### INSTRUCTIONS FOR THE TASK
An exact reproduction of the listing, minus the pictures, is the required output.

### SUPPLIED MATERIAL
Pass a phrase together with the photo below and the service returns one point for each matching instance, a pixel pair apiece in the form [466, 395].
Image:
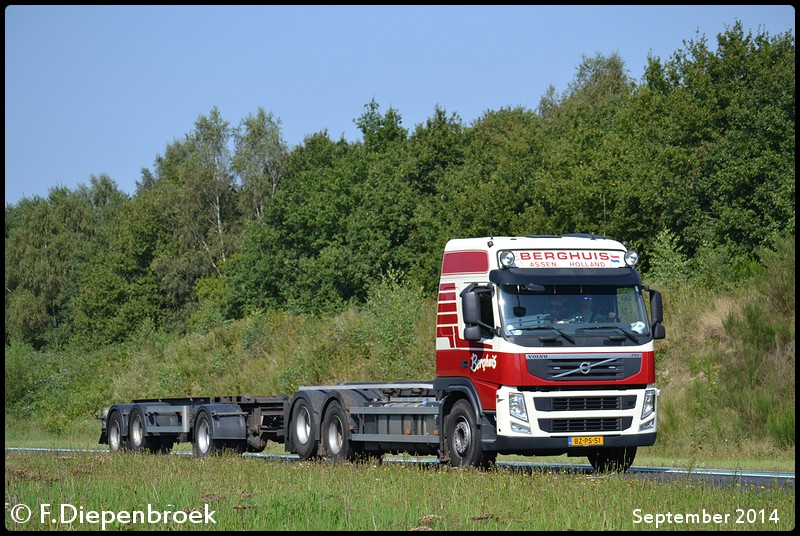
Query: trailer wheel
[204, 443]
[138, 441]
[463, 439]
[336, 434]
[614, 460]
[116, 441]
[301, 429]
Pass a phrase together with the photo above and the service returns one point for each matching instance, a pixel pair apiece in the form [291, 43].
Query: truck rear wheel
[116, 441]
[613, 460]
[336, 434]
[463, 438]
[301, 429]
[204, 443]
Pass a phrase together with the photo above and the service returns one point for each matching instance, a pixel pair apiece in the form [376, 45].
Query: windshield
[572, 309]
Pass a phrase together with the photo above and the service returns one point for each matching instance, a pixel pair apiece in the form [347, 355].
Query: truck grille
[607, 424]
[585, 403]
[586, 368]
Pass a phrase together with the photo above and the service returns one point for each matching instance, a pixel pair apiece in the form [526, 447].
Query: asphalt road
[716, 477]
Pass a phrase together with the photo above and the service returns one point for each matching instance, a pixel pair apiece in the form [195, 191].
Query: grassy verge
[249, 494]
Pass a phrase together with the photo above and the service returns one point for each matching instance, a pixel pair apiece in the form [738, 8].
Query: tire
[463, 438]
[116, 441]
[204, 443]
[301, 430]
[614, 460]
[138, 441]
[336, 434]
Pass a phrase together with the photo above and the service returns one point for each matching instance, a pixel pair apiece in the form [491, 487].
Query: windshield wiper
[626, 332]
[546, 326]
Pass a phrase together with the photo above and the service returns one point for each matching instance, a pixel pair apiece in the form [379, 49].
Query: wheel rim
[203, 437]
[462, 435]
[335, 435]
[303, 425]
[114, 436]
[137, 430]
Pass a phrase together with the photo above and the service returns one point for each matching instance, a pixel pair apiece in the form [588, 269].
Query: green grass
[252, 494]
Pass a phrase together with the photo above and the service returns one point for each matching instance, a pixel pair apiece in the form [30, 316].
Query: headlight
[649, 406]
[516, 406]
[506, 259]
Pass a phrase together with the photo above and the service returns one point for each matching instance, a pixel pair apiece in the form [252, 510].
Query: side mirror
[473, 333]
[474, 326]
[656, 307]
[471, 307]
[659, 332]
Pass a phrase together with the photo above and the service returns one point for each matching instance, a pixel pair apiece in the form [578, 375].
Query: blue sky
[93, 90]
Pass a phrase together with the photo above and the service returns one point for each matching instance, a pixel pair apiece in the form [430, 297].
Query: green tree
[260, 160]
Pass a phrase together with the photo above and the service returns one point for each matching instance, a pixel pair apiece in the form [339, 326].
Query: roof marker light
[506, 258]
[631, 258]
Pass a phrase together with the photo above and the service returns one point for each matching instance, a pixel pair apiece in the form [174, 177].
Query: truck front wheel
[463, 439]
[301, 429]
[336, 434]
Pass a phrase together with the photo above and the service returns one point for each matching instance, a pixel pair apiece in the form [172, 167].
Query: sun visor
[618, 277]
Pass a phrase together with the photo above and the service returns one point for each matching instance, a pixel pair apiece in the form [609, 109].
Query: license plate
[584, 441]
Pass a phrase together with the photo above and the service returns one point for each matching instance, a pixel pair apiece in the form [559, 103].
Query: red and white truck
[544, 346]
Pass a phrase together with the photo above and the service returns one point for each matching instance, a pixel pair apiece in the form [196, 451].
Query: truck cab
[550, 341]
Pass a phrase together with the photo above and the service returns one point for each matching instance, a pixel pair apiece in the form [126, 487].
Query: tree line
[693, 166]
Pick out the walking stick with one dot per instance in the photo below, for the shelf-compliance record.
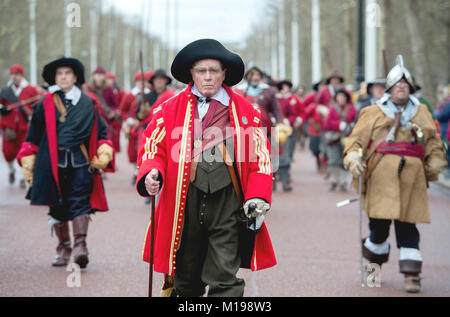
(152, 236)
(360, 220)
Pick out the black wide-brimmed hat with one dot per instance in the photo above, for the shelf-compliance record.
(49, 71)
(316, 85)
(256, 69)
(207, 49)
(335, 75)
(160, 72)
(376, 81)
(280, 84)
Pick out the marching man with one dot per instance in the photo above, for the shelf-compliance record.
(401, 154)
(65, 148)
(16, 108)
(206, 149)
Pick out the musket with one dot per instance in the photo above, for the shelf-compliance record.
(141, 64)
(359, 200)
(385, 63)
(152, 239)
(22, 103)
(360, 151)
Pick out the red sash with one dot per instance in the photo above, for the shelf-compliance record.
(402, 149)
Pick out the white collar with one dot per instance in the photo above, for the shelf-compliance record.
(221, 96)
(73, 95)
(18, 90)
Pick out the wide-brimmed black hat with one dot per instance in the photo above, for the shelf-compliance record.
(207, 49)
(335, 75)
(284, 82)
(377, 81)
(316, 85)
(160, 72)
(49, 71)
(256, 69)
(345, 92)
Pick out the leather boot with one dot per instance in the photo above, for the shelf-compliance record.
(373, 257)
(63, 250)
(411, 269)
(80, 252)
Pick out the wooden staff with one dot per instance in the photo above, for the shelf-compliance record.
(152, 237)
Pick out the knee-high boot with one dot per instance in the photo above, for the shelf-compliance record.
(63, 250)
(80, 252)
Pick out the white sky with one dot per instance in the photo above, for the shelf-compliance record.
(224, 20)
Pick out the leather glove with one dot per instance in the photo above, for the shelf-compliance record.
(323, 110)
(152, 184)
(353, 162)
(131, 122)
(258, 221)
(103, 158)
(261, 207)
(298, 122)
(342, 126)
(27, 163)
(144, 111)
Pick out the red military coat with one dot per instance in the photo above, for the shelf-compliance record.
(167, 147)
(17, 120)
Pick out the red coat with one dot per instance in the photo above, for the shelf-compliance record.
(128, 106)
(334, 118)
(15, 120)
(167, 147)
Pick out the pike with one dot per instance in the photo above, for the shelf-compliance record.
(152, 215)
(360, 151)
(22, 103)
(348, 202)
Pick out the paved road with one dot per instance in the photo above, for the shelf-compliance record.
(316, 244)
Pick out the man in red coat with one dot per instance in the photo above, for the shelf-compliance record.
(291, 107)
(195, 144)
(16, 102)
(128, 108)
(108, 101)
(260, 94)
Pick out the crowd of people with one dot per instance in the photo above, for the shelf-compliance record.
(82, 144)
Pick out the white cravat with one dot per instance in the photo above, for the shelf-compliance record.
(18, 90)
(202, 103)
(73, 95)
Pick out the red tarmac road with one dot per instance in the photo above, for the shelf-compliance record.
(317, 244)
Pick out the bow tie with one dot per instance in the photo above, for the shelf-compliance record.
(204, 99)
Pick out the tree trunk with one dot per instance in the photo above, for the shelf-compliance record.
(421, 66)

### OUTPUT FOR THIS TASK
Pass a phrase together with the photo below and the service returns one point for each matching instance, a pixel pair apiece in the form [466, 395].
Image:
Query: trailer wheel
[204, 443]
[138, 441]
[463, 439]
[336, 434]
[614, 460]
[116, 441]
[301, 429]
Pass a phrase together with the photo above and the service returns one point for each matching instance, a pixel pair apiece in the form [291, 43].
Query: truck rear wheel
[116, 441]
[613, 460]
[336, 434]
[463, 438]
[301, 429]
[204, 443]
Pass a phrase together with the photo above and the service returns one point for each matching instance, a pixel pair apiece in the form [376, 45].
Query: windshield
[572, 309]
Pass a phrase together with the photo above and the service returns one point for each matching instance, a pixel pair apiece in the form [347, 355].
Query: truck grille
[607, 424]
[585, 403]
[586, 368]
Pass a phrase together with the photo above and the service returns one point for each matching instance, a pixel pair apiece in the form [526, 447].
Query: asphalt road
[716, 477]
Pass a phrase together with the photo above and the service returns one point for each matching instance, a pixel pair apiece in the form [195, 191].
Query: grassy verge
[249, 494]
Pass a phrase together with the photo above and the service returns one point for each matching instance, a pixel pair apiece in the form [738, 8].
Query: tire
[463, 438]
[116, 441]
[204, 443]
[301, 430]
[614, 460]
[138, 441]
[336, 434]
Pass a phrase together with the photo above and the service returns one point for each matching instance, a pixel pair apiece in the form [491, 487].
Query: windshield wiper
[626, 332]
[546, 326]
Pass a phrase together with the photo above and the service returns one point for each matching instance, a pixel pair apiece in the form [379, 49].
Query: wheel rim
[203, 437]
[462, 435]
[335, 435]
[303, 425]
[114, 436]
[137, 430]
Pass a phrase together with the photo above and the service returns one point for each matching instance, a pixel pair apiece in the form [588, 269].
Query: green grass
[252, 494]
Pass a phrase together with the photo above and the service returns one point for each matching instance, a pixel pair apiece in the form [30, 316].
Query: headlight
[649, 406]
[516, 406]
[506, 259]
Pass a phrase together with the photo above and the service returns one point for each matching instance, a pixel pair apiece in the form [252, 510].
Query: side mirror
[473, 333]
[474, 326]
[656, 307]
[471, 307]
[659, 332]
Pass a phrase together with the photo above and the service returns one point for each matching instance, a pixel pair apiece in the form [578, 375].
Query: blue sky
[93, 90]
Pass a phrase together with the photo above and the service returns one point for each matching instance, a pixel pair apiece in the form [430, 297].
Query: green tree
[260, 160]
Pass a phrase together with the photo above and the service returns one point for each matching instance, a pixel pair apiece in the form [339, 326].
Query: roof marker light
[506, 258]
[631, 258]
Pass a phrase together with the photo above and the service returns one point for each matching instance, a pixel pair apiece in the form [174, 177].
Query: truck front wheel
[463, 439]
[301, 429]
[336, 434]
Pass a phrase together with the photo above and the service returns one point for each matching instance, a pixel pair apiece in the form [172, 167].
Query: sun visor
[618, 277]
Pass a phrase together with the photo above and the service returns one point for each matching instance, a pixel pair apiece in the form [609, 109].
Query: license plate
[584, 441]
Pass a phrase together with the photo above and the service returns one point for each matching instance, a pixel pair apiece in the form [559, 103].
Query: red and white truck
[544, 346]
Pass a phrase together with the photo above and the service returns one point for each matching instance, a pixel pair apiece in the form [196, 451].
Query: truck cab
[550, 341]
Pass a phrase together with the photo above and the service returns one point for each matching instance, a pixel pair apiece in the form [126, 487].
Query: tree line
[693, 166]
Pick out the walking stick with one dot per instance in the photo below, for the shelf-compliance record.
(152, 236)
(360, 220)
Pick out the black wide-brimmed hat with one dot per instance in the photo above, for the shelf-compliance record.
(49, 71)
(316, 85)
(256, 69)
(207, 49)
(335, 75)
(160, 72)
(376, 81)
(280, 84)
Pick out the marching man with one dot per instance in the photo above, for the shelf-compliance record.
(401, 154)
(65, 148)
(16, 108)
(206, 149)
Pick out the musket with one dot per instance in the photo above, for the shelf-compliance record.
(141, 64)
(359, 200)
(385, 63)
(152, 239)
(22, 103)
(360, 151)
Pick out the red sash with one dot per instance in the photo above, for the shelf-compliance record.
(402, 149)
Pick out the white collar with one dot per instance in the photo above, for the shelf-compliance record.
(221, 96)
(73, 95)
(18, 90)
Pick out the wide-brimmed black hat with one dot per instance in the photo above, for the shelf-compliance record.
(207, 49)
(335, 75)
(284, 82)
(377, 81)
(316, 85)
(160, 72)
(49, 71)
(256, 69)
(345, 92)
Pick out the leather boot with one dot per instance in the photo above, for the shelf-compliance record.
(373, 257)
(63, 250)
(411, 269)
(80, 252)
Pick out the wooden staff with one dot per instance in the photo above, for the shelf-compliance record.
(152, 237)
Pick out the knee-high boot with one dot per instance in the photo above, for the shelf-compliance record.
(63, 250)
(80, 252)
Pick out the white sky with one dot per instance in the photo above, for the shelf-compliance record.
(224, 20)
Pick out the leather glove with one dot per instance in the photo above, for the shelf-compliance record.
(323, 110)
(152, 184)
(353, 162)
(131, 122)
(258, 221)
(103, 158)
(261, 207)
(298, 122)
(342, 126)
(27, 163)
(144, 111)
Pick out the red military coat with one dot per instance in the photo above, for the shelf-compliance record.
(167, 147)
(17, 120)
Pick out the red coat with one dot per instance in the photo above, for the shelf-compliance record.
(128, 106)
(334, 118)
(15, 120)
(167, 147)
Pick out the pike with one dot per instance in the photo above, for the shelf-compliance record.
(152, 215)
(360, 151)
(22, 103)
(348, 202)
Pick out the paved road with one dot per instance in the photo above, for the shelf-compliance record.
(316, 244)
Pick out the man in red coat with one dot per instance in the photo above, for the shelf-compliance record.
(291, 107)
(195, 144)
(16, 102)
(128, 108)
(108, 101)
(260, 94)
Pick out the crowd of people with one dot per instance in the photo above, for the shelf-compliance record.
(82, 144)
Pick out the white cravat with one dot per instance in the photo above, for the shelf-compliance record.
(18, 90)
(202, 103)
(73, 95)
Pick out the red tarmac road with one dot per instance in the photo above, for the shelf-compliance record.
(317, 244)
Pick out the bow tie with one dot per instance in the photo above, for the shelf-compliance record.
(204, 99)
Pick out the tree trunk with one dot per instance in the photo above, for the shelf-compliance record.
(421, 66)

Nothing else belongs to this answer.